■ KUTIPAN PILIHAN:
Pangeran Hisahito, Sang Pewaris Takhta
TOKYO (sijori.id) – Pangeran Hisahito mencatat sejarah. Pada usia 18 tahun, ia menjadi pria pertama dalam keluarga kekaisaran Jepang yang mencapai usia dewasa dalam empat dekade terakhir. Namun, di balik gegap gempita upacara kedewasaan yang digelar di Istana Kekaisaran, terselip kekhawatiran: mungkinkah Hisahito menjadi kaisar terakhir?
Upacara adat yang berlangsung Sabtu itu menegaskan rapuhnya masa depan monarki tertua di dunia. Penyebabnya adalah aturan suksesi yang hanya mengizinkan garis laki-laki, sementara jumlah penerus kian menipis.
Hisahito kini menempati urutan kedua pewaris Takhta Krisan, di bawah ayahnya, Putra Mahkota Akishino. Ia diyakini kelak akan naik takhta. Namun, setelah itu, garis keturunan laki-laki terputus. Satu-satunya opsi adalah membuka kembali perdebatan lama: apakah Jepang siap mengizinkan perempuan naik takhta?
Pangeran Pecinta Serangga
Mahasiswa baru Universitas Tsukuba ini mempelajari biologi, dan punya hobi tak lazim: serangga, khususnya capung. Ia bahkan menulis makalah akademis tentang survei capung di pekarangan kediaman Akasaka. Dalam konferensi pers perdananya Maret lalu, Hisahito mengaku ingin meneliti cara melindungi populasi serangga di perkotaan.

■ SOAL LATIHAN:
1: Menurut teks tentang Pangeran Hisahito, di universitas mana ia kini berkuliah?
2: Ringkaslah teks tentang Pangeran Hisahito dalam dua kalimat.
3: Salin persis bagian teks tentang Pangeran Hisahito yang dibuka dengan kata-kata yang memuat "Upacara adat yang" dan ditutup dengan "penerus kian menipis.".

■ Entri dari sebuah dataset:
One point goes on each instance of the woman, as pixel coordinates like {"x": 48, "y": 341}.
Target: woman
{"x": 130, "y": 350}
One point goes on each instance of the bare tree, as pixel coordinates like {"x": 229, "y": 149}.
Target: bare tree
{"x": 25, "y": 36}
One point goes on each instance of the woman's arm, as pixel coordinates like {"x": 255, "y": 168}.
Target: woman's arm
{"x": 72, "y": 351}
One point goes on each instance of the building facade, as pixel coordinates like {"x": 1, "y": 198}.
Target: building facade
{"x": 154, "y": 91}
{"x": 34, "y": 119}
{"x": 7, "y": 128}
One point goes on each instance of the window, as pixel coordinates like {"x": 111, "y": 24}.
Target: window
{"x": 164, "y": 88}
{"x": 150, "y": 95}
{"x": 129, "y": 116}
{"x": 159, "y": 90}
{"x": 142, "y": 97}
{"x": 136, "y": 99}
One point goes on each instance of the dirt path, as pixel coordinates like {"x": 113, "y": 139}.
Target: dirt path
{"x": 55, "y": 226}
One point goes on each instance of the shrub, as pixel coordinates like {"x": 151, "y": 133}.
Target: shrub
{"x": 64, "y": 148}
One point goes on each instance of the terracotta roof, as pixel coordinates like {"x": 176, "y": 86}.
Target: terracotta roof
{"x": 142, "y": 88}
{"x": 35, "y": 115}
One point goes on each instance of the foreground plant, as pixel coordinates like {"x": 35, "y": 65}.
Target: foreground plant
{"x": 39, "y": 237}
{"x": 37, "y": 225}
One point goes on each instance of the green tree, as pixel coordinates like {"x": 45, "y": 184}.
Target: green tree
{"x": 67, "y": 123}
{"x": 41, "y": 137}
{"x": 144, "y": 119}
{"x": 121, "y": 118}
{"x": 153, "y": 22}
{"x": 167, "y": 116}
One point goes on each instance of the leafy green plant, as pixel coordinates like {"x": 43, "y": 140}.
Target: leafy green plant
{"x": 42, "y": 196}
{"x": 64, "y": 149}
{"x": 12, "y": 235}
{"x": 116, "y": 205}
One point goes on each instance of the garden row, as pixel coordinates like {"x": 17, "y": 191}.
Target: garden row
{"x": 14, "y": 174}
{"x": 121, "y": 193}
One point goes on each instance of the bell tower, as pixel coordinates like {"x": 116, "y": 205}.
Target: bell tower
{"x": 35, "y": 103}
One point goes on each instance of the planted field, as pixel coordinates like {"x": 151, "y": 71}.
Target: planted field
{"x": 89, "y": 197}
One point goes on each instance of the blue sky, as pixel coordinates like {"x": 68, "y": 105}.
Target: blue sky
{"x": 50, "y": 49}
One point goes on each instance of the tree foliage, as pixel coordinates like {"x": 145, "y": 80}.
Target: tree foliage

■ HASIL YANG DIHARAPKAN:
1: Universitas Tsukuba.

2: Pada usia 18 tahun, Pangeran Hisahito menjadi pria pertama dalam keluarga kekaisaran Jepang yang mencapai usia dewasa dalam empat dekade terakhir, dan kini ia menempati urutan kedua pewaris takhta setelah ayahnya, Putra Mahkota Akishino. Karena aturan suksesi hanya mengizinkan garis laki-laki, muncul kekhawatiran bahwa ia akan menjadi kaisar terakhir, sehingga satu-satunya opsi adalah membuka kembali perdebatan tentang mengizinkan perempuan naik takhta.

3:
Upacara adat yang berlangsung Sabtu itu menegaskan rapuhnya masa depan monarki tertua di dunia. Penyebabnya adalah aturan suksesi yang hanya mengizinkan garis laki-laki, sementara jumlah penerus kian menipis.